[[ DATA TO USE open ]]

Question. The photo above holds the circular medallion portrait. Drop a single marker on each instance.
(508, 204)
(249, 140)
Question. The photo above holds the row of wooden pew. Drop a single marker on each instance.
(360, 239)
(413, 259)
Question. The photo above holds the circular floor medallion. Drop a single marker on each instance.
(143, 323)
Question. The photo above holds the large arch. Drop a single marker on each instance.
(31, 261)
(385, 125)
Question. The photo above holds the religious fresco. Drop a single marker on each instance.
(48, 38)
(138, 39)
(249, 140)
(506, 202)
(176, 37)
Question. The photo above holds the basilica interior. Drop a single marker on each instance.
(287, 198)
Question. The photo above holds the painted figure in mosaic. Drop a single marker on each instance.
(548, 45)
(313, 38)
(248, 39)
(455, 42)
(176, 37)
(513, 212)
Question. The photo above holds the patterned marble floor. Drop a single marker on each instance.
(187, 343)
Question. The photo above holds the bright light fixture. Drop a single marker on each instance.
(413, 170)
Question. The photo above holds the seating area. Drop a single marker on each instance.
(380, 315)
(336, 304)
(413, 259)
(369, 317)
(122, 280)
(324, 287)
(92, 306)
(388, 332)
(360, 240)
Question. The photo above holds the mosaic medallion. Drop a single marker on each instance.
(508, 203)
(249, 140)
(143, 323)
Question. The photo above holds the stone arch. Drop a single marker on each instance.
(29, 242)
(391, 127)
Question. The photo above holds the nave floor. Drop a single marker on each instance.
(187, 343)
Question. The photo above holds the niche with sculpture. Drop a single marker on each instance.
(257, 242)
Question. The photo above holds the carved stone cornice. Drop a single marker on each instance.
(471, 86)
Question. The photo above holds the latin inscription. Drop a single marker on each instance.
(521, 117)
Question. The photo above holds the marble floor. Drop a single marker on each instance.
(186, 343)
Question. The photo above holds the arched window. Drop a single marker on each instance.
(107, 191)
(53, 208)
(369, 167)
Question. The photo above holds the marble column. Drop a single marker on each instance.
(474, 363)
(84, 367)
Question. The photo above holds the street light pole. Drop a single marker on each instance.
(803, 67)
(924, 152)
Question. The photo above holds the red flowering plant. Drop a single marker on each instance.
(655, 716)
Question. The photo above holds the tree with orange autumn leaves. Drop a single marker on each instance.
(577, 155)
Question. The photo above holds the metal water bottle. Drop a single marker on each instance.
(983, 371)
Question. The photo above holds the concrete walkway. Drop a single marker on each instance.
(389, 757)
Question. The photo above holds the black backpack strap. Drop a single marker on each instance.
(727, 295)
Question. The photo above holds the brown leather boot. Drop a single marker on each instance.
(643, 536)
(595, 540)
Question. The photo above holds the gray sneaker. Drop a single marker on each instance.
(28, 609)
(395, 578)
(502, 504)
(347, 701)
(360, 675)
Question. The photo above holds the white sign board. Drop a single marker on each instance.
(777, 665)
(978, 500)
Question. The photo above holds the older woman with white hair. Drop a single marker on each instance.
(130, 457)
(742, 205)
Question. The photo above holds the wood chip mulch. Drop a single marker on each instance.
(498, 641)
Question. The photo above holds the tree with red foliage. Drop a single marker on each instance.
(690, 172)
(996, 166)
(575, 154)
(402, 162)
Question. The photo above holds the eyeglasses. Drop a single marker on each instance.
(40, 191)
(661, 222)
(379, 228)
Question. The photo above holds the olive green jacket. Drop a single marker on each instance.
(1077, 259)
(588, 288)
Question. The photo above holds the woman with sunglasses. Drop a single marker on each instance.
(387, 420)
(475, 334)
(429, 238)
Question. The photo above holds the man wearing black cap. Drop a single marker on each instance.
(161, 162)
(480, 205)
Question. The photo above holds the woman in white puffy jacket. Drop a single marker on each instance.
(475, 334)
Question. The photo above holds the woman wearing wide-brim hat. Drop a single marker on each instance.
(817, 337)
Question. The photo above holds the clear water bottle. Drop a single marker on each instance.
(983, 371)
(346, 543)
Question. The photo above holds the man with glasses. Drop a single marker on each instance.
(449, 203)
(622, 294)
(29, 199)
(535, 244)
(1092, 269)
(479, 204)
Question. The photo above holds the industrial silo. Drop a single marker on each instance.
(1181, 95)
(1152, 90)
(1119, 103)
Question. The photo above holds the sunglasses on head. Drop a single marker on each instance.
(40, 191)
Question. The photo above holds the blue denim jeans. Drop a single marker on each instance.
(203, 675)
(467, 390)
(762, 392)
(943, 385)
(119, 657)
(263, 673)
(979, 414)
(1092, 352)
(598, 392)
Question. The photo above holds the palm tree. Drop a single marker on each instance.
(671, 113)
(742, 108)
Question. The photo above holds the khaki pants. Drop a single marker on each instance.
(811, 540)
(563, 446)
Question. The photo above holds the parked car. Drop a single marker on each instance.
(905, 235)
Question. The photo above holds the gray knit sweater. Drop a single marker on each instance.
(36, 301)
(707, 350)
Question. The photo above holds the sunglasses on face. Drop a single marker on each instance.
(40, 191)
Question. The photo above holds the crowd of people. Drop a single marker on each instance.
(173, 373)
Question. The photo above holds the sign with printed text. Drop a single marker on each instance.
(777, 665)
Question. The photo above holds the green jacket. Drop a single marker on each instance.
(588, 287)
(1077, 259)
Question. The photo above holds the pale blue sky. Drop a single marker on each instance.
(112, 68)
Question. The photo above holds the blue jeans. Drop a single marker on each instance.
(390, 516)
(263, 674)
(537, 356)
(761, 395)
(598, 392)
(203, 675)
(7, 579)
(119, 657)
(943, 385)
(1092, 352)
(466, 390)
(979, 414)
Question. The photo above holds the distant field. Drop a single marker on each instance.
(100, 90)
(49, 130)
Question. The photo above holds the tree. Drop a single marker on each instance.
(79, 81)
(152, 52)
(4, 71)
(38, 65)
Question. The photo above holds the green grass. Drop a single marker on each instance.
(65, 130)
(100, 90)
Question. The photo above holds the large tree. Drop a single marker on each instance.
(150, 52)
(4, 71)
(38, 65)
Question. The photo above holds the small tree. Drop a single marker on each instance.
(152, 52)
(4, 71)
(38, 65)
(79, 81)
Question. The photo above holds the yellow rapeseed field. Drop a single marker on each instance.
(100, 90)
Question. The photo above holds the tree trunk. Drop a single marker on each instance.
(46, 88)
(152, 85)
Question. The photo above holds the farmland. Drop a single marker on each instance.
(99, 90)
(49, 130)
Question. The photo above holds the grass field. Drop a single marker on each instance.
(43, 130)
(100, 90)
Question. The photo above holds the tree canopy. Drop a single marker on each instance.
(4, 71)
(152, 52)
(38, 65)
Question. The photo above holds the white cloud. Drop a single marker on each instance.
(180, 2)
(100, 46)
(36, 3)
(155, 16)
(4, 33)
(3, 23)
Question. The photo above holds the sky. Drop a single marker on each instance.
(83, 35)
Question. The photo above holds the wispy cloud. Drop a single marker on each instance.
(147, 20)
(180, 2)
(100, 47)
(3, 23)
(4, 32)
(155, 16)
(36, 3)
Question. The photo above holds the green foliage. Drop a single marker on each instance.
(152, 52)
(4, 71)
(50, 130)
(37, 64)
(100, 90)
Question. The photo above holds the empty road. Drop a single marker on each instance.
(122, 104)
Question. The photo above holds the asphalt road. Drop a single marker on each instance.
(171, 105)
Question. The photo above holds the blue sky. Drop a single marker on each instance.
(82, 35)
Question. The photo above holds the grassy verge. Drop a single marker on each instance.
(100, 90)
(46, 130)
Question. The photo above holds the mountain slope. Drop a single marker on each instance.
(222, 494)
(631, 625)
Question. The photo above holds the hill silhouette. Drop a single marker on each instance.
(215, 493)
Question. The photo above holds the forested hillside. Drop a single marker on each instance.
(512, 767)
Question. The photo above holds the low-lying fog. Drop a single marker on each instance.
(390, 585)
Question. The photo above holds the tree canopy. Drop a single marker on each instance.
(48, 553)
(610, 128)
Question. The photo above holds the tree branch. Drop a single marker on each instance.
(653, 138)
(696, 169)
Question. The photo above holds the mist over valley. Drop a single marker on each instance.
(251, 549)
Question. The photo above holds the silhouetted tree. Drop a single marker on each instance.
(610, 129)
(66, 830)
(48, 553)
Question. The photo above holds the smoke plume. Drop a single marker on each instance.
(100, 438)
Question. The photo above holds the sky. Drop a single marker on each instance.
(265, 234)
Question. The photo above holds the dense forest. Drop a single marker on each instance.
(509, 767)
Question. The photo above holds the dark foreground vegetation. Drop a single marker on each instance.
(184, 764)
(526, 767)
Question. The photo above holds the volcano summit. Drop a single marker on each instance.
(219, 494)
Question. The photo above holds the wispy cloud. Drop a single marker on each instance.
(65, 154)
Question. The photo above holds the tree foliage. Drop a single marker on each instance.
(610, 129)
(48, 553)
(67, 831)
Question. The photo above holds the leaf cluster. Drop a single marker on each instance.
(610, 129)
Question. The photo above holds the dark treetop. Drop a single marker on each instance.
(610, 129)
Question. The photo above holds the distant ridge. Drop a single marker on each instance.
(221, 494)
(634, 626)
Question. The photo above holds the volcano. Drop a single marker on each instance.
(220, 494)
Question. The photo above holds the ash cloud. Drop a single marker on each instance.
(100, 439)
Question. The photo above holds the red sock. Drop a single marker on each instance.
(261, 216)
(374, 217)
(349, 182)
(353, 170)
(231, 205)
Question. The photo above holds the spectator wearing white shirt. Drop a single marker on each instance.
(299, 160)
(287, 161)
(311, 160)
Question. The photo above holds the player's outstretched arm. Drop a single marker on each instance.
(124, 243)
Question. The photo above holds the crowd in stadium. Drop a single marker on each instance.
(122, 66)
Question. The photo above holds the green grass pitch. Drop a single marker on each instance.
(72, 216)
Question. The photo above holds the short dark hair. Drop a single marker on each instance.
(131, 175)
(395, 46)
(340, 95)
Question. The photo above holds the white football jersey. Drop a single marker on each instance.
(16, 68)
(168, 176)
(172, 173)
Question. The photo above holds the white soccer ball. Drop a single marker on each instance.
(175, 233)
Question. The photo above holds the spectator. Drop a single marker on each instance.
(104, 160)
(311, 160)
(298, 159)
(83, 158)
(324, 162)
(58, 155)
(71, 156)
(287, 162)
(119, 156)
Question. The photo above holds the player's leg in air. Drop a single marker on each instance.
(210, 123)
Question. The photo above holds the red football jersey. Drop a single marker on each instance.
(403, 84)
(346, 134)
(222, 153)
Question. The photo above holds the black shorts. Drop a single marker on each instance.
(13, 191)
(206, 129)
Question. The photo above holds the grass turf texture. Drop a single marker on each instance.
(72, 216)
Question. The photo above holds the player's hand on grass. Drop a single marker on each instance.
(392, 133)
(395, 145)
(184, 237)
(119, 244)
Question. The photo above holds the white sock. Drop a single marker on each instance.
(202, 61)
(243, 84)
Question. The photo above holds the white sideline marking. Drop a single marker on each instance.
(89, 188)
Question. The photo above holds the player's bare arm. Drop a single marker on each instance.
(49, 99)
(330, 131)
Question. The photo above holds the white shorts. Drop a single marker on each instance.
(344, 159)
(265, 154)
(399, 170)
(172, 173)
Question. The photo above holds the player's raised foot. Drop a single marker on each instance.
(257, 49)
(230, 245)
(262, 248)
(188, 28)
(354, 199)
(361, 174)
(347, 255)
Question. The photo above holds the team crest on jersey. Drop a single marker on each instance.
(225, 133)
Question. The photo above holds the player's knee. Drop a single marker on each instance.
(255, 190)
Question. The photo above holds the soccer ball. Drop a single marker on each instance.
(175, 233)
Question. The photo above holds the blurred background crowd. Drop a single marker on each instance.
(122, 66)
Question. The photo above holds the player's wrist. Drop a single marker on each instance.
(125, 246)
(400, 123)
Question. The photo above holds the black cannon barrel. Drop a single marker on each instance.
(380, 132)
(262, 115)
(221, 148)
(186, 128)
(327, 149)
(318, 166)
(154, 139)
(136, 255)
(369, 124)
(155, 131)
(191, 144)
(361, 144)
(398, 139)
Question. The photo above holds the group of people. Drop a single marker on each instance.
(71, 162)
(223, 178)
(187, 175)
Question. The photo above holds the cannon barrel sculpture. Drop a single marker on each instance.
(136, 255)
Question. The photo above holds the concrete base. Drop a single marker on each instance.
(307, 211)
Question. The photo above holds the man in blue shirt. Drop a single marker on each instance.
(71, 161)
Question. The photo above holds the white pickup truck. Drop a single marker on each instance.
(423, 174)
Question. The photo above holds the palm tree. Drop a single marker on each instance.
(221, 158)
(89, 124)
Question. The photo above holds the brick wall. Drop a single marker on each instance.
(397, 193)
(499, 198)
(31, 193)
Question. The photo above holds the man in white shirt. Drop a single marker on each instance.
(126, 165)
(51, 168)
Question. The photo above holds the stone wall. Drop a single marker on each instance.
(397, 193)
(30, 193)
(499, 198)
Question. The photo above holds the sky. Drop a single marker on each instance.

[[ DATA TO USE closed ]]

**ACTION ITEM:**
Take the line that holds "Question. The photo above holds the man in blue" as the first line and the last line of the data as the final one. Retype everything between, both included, exactly.

**ANSWER SPACE:**
Question. The photo above holds the man in blue shirt. Drop a single marker on each instance.
(71, 161)
Question. The photo above holds the white pickup truck. Drop a single marker on each instance.
(423, 174)
Question. The photo above holds the palm tree. Drop a single marker on each instance.
(221, 158)
(89, 124)
Question. The photo above holds the brick wall. Drop a single marker on each instance.
(397, 193)
(499, 198)
(31, 193)
Question. The photo above holds the man in white shirt. Drop a single marker on each instance.
(126, 165)
(51, 168)
Question. The photo above holds the stone wall. Drop a single marker on each instance.
(397, 193)
(30, 193)
(499, 198)
Question. The photo above holds the sky. Drop a single marker on each instance.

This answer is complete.